◆ Selected extract:
────────────────
Subjecting the workers of Guayana[1] to a precarious existence, as has already been done to the oil workers, has become a priority for the national bourgeoisie, and especially for the Chavist faction in power. This is because the reduction of costs, especially in the primary industries of the region - iron, steel, aluminium, etc - is an imperative necessity to face up to international competition, which is being sharpened by the deepening economic crisis.

To this end, the workers of the province of Guayana have been the subject of a campaign in which they are being accused of being a ‘labour aristocracy’, earning wages and bonuses which the industry can’t afford to pay and which are threatening to bankrupt it. The oil workers were told exactly the same thing.

However, with the workers of Guayana, the bourgeoisie has a much bigger problem, because of the great concentration of the workers and their traditions of struggle, often against the state. The huge concentration of industrial, service and commercial activities in this area make any workers’ response against attacks on its living conditions all the more powerful. 

What strategy is the state using?

The Venezuelan state has come up with a strategy known as the ‘Socialist Guayana Plan’, which is based on the Trotskyist slogan of ‘workers’ control of production’. The state is aiming to convince the workers that they themselves control production, and that therefore the strengthening of industry depends on their efforts and their sacrifices. So they should no longer be coming out on strike because according to official propaganda industry is already in their hands. The defence of this Plan is a step towards ‘21st Century Socialism’, the big fraud dreamed up by Chavez and co.
────────────────
◆ Data shown:
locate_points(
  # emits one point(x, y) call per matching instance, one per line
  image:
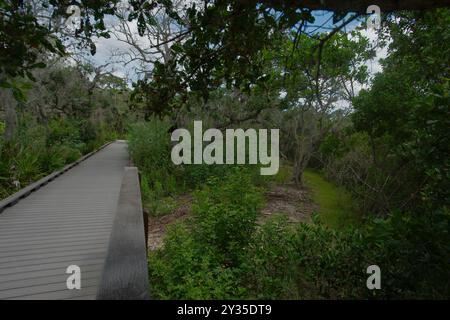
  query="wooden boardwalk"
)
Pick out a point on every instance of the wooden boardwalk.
point(66, 222)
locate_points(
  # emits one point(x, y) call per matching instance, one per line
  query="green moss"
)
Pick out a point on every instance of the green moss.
point(336, 208)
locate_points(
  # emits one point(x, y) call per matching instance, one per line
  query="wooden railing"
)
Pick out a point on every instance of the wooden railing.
point(125, 273)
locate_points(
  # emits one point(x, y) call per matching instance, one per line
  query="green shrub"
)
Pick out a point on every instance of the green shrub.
point(149, 145)
point(225, 214)
point(183, 271)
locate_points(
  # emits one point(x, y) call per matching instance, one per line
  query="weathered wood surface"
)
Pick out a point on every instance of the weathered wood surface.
point(67, 221)
point(125, 274)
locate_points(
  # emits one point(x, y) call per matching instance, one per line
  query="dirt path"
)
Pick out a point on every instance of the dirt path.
point(157, 226)
point(289, 200)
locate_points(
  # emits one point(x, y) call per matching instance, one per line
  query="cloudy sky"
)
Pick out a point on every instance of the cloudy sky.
point(323, 23)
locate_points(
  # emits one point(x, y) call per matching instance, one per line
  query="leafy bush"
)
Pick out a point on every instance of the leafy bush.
point(225, 215)
point(223, 253)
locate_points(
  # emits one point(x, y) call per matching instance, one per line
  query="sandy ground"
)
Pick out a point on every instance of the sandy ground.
point(285, 199)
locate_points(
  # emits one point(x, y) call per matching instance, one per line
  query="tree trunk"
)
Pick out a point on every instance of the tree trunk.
point(9, 104)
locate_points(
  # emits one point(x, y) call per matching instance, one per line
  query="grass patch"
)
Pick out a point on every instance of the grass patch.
point(336, 208)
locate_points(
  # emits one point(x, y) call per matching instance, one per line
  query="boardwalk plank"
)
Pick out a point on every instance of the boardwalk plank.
point(67, 221)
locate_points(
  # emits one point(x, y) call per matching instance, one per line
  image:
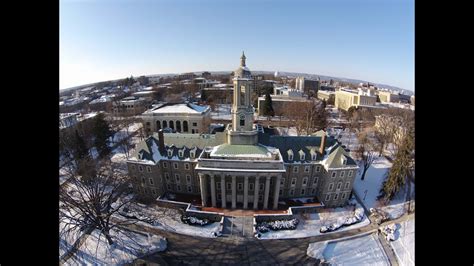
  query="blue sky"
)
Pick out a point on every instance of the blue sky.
point(362, 39)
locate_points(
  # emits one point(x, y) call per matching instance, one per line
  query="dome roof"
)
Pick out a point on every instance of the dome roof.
point(243, 71)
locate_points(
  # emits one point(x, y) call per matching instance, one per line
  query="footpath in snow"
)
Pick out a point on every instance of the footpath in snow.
point(362, 250)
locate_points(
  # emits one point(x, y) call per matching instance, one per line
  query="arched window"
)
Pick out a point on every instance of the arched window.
point(185, 126)
point(178, 126)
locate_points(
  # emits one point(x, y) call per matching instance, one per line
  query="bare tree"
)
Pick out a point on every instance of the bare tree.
point(88, 201)
point(365, 153)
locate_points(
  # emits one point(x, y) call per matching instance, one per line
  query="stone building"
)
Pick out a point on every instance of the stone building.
point(244, 166)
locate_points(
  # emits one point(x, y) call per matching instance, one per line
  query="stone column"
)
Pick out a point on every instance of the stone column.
point(267, 192)
point(223, 191)
point(202, 181)
point(213, 191)
point(234, 192)
point(255, 197)
point(246, 192)
point(276, 194)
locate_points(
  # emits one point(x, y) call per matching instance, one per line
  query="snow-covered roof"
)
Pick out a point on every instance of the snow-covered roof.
point(187, 108)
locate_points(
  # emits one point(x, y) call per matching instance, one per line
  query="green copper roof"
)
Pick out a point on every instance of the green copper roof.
point(247, 150)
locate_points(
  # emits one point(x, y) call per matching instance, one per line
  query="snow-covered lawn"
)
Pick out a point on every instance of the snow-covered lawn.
point(404, 245)
point(128, 246)
point(222, 112)
point(372, 183)
point(310, 224)
point(364, 250)
point(170, 220)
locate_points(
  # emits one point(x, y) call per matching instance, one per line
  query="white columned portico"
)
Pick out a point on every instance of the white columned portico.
point(276, 194)
point(255, 197)
point(234, 192)
point(246, 192)
point(267, 192)
point(223, 196)
point(213, 191)
point(202, 182)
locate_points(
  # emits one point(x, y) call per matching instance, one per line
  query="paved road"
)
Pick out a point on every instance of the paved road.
point(232, 250)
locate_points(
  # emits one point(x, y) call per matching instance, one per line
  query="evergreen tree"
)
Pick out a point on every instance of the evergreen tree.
point(397, 177)
point(101, 132)
point(268, 106)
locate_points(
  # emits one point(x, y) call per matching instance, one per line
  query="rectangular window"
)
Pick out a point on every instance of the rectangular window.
point(305, 181)
point(331, 186)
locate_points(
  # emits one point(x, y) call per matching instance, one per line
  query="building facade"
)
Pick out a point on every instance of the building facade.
point(180, 118)
point(244, 166)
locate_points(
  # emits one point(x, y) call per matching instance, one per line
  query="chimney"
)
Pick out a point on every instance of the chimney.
point(323, 143)
point(161, 141)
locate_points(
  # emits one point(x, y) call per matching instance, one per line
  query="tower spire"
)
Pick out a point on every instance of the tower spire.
point(242, 59)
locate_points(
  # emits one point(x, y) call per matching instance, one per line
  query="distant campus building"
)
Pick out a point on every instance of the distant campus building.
point(245, 166)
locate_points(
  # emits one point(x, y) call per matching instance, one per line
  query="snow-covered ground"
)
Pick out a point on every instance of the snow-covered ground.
point(364, 250)
point(404, 245)
point(372, 183)
point(222, 112)
point(310, 224)
point(128, 246)
point(285, 131)
point(170, 220)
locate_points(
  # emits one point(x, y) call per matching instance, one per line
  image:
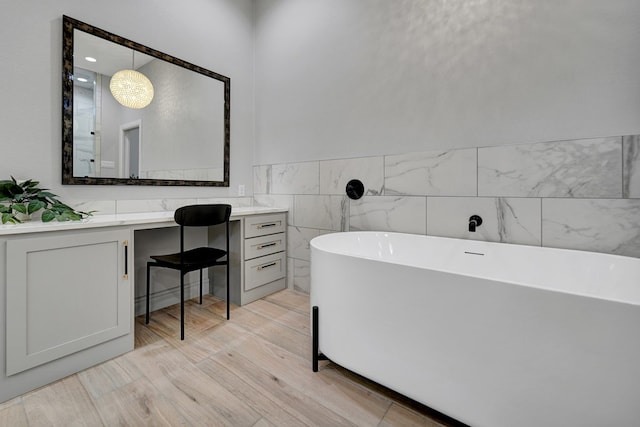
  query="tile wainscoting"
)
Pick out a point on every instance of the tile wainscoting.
point(578, 194)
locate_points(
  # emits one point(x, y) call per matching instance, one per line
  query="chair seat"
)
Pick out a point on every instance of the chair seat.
point(193, 259)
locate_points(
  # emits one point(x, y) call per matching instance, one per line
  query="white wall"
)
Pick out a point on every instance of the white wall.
point(351, 78)
point(215, 34)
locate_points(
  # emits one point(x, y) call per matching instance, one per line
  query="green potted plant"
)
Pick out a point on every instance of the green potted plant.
point(19, 200)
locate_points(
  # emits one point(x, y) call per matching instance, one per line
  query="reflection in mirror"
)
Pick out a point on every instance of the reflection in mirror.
point(180, 138)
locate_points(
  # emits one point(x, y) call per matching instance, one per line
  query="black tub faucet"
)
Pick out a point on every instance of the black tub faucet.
point(474, 221)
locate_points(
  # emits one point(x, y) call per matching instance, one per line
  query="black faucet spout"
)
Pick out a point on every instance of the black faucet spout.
point(474, 222)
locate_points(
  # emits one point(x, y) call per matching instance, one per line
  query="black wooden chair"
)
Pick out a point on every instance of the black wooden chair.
point(197, 258)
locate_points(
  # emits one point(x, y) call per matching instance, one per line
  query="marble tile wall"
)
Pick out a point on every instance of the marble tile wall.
point(577, 194)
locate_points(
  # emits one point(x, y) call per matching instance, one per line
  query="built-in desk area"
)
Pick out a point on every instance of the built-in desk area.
point(69, 296)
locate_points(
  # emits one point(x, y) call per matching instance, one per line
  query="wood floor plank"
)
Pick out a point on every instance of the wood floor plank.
point(138, 404)
point(287, 338)
point(63, 403)
point(292, 319)
point(197, 397)
point(108, 376)
point(296, 301)
point(340, 395)
point(12, 413)
point(250, 392)
point(302, 407)
point(143, 335)
point(400, 416)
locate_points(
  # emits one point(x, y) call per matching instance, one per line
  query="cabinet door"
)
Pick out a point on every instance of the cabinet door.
point(65, 292)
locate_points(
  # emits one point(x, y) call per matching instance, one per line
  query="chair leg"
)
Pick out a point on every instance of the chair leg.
point(181, 305)
point(148, 290)
point(200, 286)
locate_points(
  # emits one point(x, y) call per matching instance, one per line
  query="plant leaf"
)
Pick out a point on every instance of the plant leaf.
point(7, 217)
point(19, 207)
point(48, 216)
point(35, 205)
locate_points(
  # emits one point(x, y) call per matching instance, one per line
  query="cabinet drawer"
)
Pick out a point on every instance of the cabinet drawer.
point(261, 225)
point(264, 245)
point(263, 270)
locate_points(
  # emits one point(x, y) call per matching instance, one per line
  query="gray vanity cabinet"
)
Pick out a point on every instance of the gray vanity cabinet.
point(66, 292)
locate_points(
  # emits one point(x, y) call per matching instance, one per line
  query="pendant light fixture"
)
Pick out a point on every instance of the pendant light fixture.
point(131, 88)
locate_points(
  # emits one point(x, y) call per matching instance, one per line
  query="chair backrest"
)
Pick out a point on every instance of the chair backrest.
point(202, 215)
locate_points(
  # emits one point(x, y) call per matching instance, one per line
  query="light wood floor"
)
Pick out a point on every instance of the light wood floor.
point(254, 370)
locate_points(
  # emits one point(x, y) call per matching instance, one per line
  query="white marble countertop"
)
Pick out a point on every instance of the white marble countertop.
point(156, 219)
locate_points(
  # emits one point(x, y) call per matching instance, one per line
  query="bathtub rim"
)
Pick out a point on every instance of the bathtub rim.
point(316, 244)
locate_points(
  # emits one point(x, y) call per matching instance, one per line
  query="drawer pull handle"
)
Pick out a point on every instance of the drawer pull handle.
point(270, 224)
point(126, 259)
point(267, 245)
point(262, 267)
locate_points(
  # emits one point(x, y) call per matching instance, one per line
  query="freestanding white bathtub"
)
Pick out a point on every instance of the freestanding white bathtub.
point(490, 334)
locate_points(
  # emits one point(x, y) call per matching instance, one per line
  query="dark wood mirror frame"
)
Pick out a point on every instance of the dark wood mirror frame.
point(69, 25)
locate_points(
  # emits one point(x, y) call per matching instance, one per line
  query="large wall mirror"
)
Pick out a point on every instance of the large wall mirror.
point(180, 138)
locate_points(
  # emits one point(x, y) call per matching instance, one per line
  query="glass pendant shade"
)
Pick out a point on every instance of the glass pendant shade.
────────────────
◆ Instructions for the task: Quote the entire passage on the Guayana workers word for word. The records come from a source separate from the passage on the Guayana workers.

◆ Output for this exercise:
Subjecting the workers of Guayana[1] to a precarious existence, as has already been done to the oil workers, has become a priority for the national bourgeoisie, and especially for the Chavist faction in power. This is because the reduction of costs, especially in the primary industries of the region - iron, steel, aluminium, etc - is an imperative necessity to face up to international competition, which is being sharpened by the deepening economic crisis.

To this end, the workers of the province of Guayana have been the subject of a campaign in which they are being accused of being a ‘labour aristocracy’, earning wages and bonuses which the industry can’t afford to pay and which are threatening to bankrupt it. The oil workers were told exactly the same thing.

However, with the workers of Guayana, the bourgeoisie has a much bigger problem, because of the great concentration of the workers and their traditions of struggle, often against the state. The huge concentration of industrial, service and commercial activities in this area make any workers’ response against attacks on its living conditions all the more powerful. 

What strategy is the state using?

The Venezuelan state has come up with a strategy known as the ‘Socialist Guayana Plan’, which is based on the Trotskyist slogan of ‘workers’ control of production’. The state is aiming to convince the workers that they themselves control production, and that therefore the strengthening of industry depends on their efforts and their sacrifices. So they should no longer be coming out on strike because according to official propaganda industry is already in their hands. The defence of this Plan is a step towards ‘21st Century Socialism’, the big fraud dreamed up by Chavez and co.